# EXTRACT PROVIDED

Network Topology

Question

Network Topology

ZhengyaoJiang opened this issue 7 years ago · comments

Hi, quite happy that our work is replicated!

One problem I found is the topology.
In tensorforce-VPG.ipynb In [11].
It seems that a dense layer is added to the network, which is different in original work.

x = dense(x, size=env.action_space.shape[0],activation='relu', l2_regularization=1e-8)

The "Ensemble of Identical Independent Evaluators" will not include any dense layer. Outputs of last convolutional layer will be fed into softmax function directly. That's why we say they are "independent".

Michael J Clark · Answer 1 · Tue Sep 19 2017 21:38:16 GMT+0800 (China Standard Time)

Hi, good to hear from an author of that paper!

That's one part of the paper I was unsure about. After looking at figure 2, I wasn't sure if the cash bias introduced by a head layer, was hard coded, or a single neuron? I guess it was hard coded?

Zhengyao Jiang · Answer 2 · Wed Sep 20 2017 20:14:41 GMT+0800 (China Standard Time)

Yes, it is a constant in our work.
However, it hasn't been tested if use a variable could be better.

Michael J Clark · Answer 3 · Wed Sep 20 2017 21:43:14 GMT+0800 (China Standard Time)

Ah, good to know, that makes sense. That way you can set it to modulate how risky you want the model to be when applying.

Don't hesitate to point out anything else you notice, it's interesting.

akaniklaus · Answer 4 · Fri Oct 13 2017 21:58:17 GMT+0800 (China Standard Time)

@ZhengyaoJiang First of all, I am also a fan of your paper and very interested with the activity in this repository. Can you please share your exact dataset so that results here can be comparable with your publication? otherwise, I guess it would be difficult to evaluate if the implementation is correct.

@wassname I am not knowledgeable yet in Deep Learning but can you please add me over Skype (ID: akaniklaus) so that we can see if I can also contribute to the project somehow. Thank you!!!

Zhengyao Jiang · Answer 5 · Fri Oct 13 2017 22:35:27 GMT+0800 (China Standard Time)

@akaniklaus Our data is stored in the database. To take advantage of the data, the data processing code should also be shared.
Actually, the community version of the code would be released in several months. It's easy to test the implementation at that time.

Besides, there is no guarantee that our data pre-processing is bug-free. I think It's great to also replicate the data accessing part to double check our results.

Michael J Clark · Answer 6 · Sat Oct 14 2017 06:54:10 GMT+0800 (China Standard Time)

@akaniklaus maybe we can skype next week, I like to be a digital "hermit" in the weekend to unwind. For now check out #2 and #4 for ideas on how to contribute.

Personally I am researching reinforcement algorithms that will converge even with noisy observations, since many of the test environments differ from trading market in that their observations are not very noisy. I found the rainbow paper interesting, since they managed to combine the latest RL tricks into one agent that converges ~4x faster. You might like to have a read if it's not to advanced for you.

I would like to add that there is also no guarantee my code is bug free :), let's be honest it probably has some bugs in! So if you notice anything please point it out especially in the environment code.

@ZhengyaoJiang it will be good to see your implementation! Can I ask you, did it converge on most runs, or did you have to try a few times to get it to converge? I ask because RL is notoriously finicky at the moment.

# MATERIAL TO PROCESS
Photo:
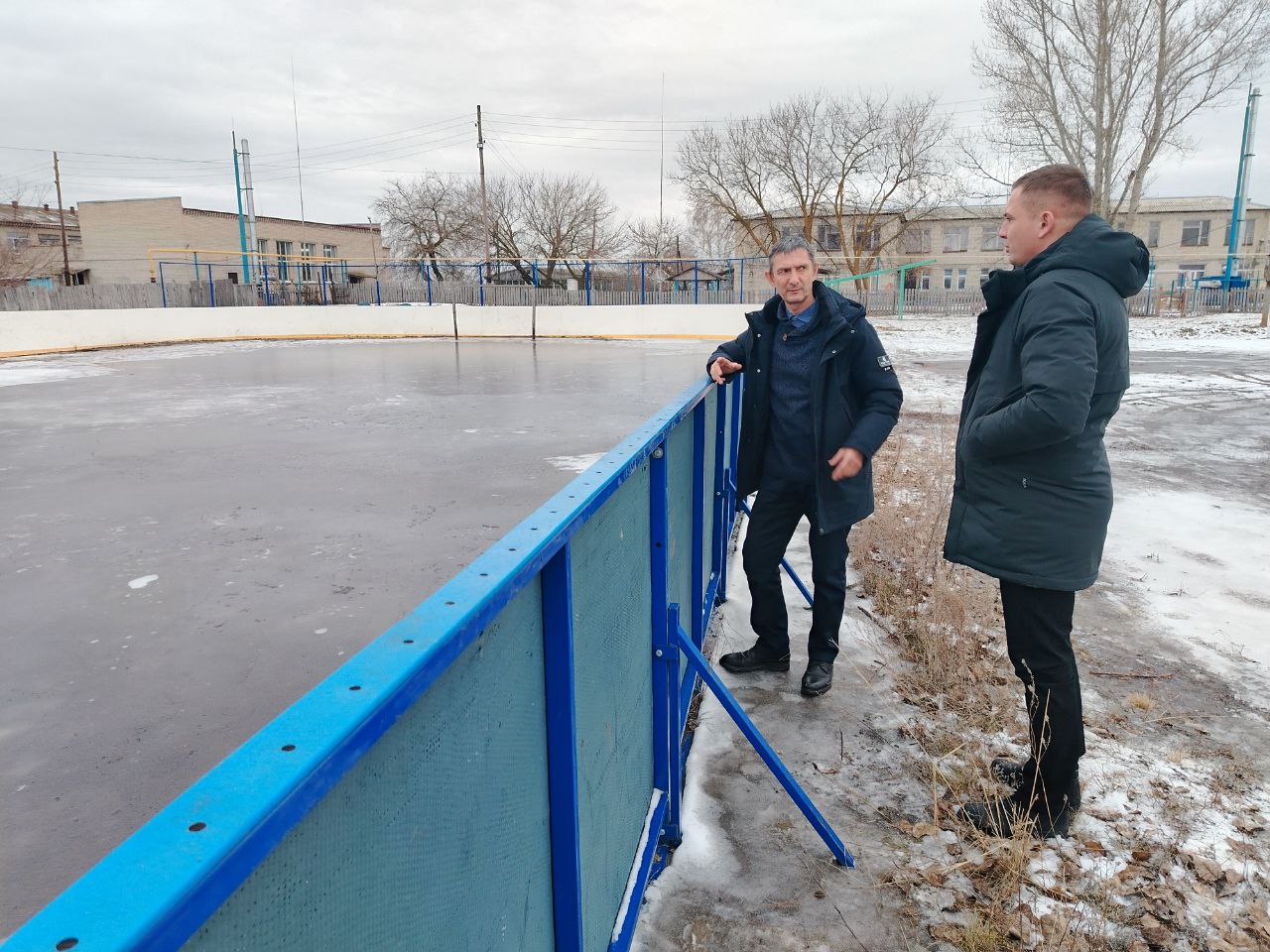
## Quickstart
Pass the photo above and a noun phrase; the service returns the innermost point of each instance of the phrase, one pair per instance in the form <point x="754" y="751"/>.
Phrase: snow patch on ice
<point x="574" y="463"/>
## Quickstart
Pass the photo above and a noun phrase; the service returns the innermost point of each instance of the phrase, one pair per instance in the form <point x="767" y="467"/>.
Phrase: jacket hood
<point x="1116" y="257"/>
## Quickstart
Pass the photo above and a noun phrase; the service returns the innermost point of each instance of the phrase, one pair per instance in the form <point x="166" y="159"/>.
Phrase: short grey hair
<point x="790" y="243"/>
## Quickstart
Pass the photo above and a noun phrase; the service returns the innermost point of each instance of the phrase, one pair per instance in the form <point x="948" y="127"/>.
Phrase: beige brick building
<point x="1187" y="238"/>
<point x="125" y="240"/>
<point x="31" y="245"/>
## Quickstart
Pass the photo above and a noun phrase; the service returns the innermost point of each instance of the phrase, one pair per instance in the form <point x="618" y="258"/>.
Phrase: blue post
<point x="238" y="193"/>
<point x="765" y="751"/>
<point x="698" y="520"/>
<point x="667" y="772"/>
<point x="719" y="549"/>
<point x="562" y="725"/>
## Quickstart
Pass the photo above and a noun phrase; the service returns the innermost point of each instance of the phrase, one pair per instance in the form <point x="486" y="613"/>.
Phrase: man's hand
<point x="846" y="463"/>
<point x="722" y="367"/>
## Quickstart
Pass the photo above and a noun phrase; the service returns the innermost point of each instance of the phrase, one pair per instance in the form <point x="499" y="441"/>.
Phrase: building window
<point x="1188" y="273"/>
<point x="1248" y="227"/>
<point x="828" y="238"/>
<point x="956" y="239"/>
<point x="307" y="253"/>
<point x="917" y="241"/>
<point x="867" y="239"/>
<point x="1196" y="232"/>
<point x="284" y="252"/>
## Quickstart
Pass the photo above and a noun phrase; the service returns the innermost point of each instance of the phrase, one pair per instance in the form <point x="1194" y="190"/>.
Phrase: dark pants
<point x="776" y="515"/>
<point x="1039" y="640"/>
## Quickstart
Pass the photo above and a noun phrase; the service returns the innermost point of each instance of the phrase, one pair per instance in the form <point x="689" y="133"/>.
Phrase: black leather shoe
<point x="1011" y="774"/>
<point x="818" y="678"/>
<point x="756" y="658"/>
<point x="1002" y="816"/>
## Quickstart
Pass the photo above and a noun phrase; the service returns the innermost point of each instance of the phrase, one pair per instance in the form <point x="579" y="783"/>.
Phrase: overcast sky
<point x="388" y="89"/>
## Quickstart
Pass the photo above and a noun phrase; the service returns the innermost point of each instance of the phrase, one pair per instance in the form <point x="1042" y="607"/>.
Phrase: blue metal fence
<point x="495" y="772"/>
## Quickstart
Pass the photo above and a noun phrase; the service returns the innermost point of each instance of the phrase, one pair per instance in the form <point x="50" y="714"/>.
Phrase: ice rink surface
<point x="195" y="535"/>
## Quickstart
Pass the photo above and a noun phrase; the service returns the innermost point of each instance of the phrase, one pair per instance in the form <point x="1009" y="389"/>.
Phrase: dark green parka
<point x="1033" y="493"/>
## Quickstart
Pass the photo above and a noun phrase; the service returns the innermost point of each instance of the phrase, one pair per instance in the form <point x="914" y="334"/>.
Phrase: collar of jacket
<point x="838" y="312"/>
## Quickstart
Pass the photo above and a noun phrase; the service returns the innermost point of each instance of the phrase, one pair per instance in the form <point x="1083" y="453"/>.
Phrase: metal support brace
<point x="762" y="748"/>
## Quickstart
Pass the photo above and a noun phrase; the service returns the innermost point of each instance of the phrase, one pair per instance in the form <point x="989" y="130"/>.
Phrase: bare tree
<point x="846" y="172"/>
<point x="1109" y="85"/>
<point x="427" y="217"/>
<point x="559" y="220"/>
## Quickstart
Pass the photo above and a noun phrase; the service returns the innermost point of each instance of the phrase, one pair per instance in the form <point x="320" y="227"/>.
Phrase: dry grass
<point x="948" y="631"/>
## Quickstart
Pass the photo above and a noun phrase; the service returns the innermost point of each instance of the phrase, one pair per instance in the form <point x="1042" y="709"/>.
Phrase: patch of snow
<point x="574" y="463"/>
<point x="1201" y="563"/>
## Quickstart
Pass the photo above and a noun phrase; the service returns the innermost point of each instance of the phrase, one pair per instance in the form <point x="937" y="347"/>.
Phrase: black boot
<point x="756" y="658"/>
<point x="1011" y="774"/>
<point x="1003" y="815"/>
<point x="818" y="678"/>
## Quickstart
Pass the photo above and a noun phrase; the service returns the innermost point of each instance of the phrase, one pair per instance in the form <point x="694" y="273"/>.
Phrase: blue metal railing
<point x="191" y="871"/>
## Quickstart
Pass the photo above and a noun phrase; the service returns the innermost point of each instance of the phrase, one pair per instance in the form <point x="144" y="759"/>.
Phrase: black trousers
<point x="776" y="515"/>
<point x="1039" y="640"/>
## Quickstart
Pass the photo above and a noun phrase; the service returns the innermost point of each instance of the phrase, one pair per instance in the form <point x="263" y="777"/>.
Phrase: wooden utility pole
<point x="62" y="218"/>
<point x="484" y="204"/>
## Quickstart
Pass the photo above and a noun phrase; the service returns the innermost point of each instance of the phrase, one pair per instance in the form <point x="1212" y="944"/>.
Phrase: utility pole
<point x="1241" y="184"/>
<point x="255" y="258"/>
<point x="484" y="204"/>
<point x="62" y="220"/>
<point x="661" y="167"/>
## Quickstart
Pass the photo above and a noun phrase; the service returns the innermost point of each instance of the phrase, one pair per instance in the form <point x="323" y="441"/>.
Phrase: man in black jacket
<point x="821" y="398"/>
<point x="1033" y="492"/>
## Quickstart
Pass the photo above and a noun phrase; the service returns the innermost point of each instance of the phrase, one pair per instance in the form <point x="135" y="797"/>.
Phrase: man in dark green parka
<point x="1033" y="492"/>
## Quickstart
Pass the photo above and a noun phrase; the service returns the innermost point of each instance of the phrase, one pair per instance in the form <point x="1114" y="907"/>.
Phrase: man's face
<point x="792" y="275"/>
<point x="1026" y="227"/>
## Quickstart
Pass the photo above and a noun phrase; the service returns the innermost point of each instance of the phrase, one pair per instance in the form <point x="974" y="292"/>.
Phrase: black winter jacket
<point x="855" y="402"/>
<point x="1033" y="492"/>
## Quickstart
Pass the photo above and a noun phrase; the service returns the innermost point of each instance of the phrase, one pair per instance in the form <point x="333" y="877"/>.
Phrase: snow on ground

# EXERCISES
• a. Return each line of the records that contains the string "metal", treating uppercase and lowercase letters as different.
• b. Write the next part of the network topology thread, picking up after its final sentence.

# ANSWERS PROVIDED
• a.
Phrase: blue metal fence
Phrase: metal support brace
Phrase: blue metal railing

• b.
Zhengyao Jiang · Answer 7 · Sun Oct 15 2017 16:01:41 GMT+0800 (China Standard Time)

@wassname Yes, it can converge on most runs.

akaniklaus · Answer 8 · Fri Oct 20 2017 21:30:58 GMT+0800 (China Standard Time)

@ZhengyaoJiang Have you ever tried your method with hourly data? in my experience OLMAR and RMR performing even better in terms of returns with it. I can also point out that the set of selected tokens affects their performance dramatically. I don't know if that would also be valid for yours.

@wassname I will read and might understand the paper but as I said, I don't have enough experience yet with Deep Learning to help you implementing that. Have you checked the following repository:
https://github.com/Kaixhin/Rainbow

Zhengyao Jiang · Answer 9 · Fri Oct 20 2017 21:43:22 GMT+0800 (China Standard Time)

@akaniklaus

Have you ever tried your method with hourly data? in my experience OLMAR and RMR performing even better in terms of returns with it.

It seems worth to try. Did you take commission fee into consideration?

I can also point out that the set of selected tokens affects their performance dramatically

I suppose you mean the selection of assets? This process is done by automatically select top-volume assets at the end of training data. Select by hand might introduce survivorship bias.

And guys, this issues has been out of topic. If you want further communication, it's a good choice to e-mail me or use hangouts.
my Gmail: jzyjiangzhengyao@gmail.com

akaniklaus · Answer 10 · Sat Oct 21 2017 15:03:31 GMT+0800 (China Standard Time)

@ZhengyaoJiang Yes, I did take commission fee into consideration. One disturbing things about OLPS was that portfolios have very high entropy (meaning that it bets on only a few tokens (often one or two token) in each round and shifts completely.

I found this a bit disturbing and tried to reduce this behavior by using the lowest epsilon value or having a Kalman filter, but they didn't result better in backtests. I am curious if yours also make a similar behavior while distributing the wealth into tokens.

I am not talking about picking best performing ones in training data, that would certainly cause a bias. However, I would select assets based on Expert-knowledge in a real-world use, as that's also what people would normally do when buying & holding.

Ok, thank you very much. I will make further communication via your Gmail. Have a nice weekend.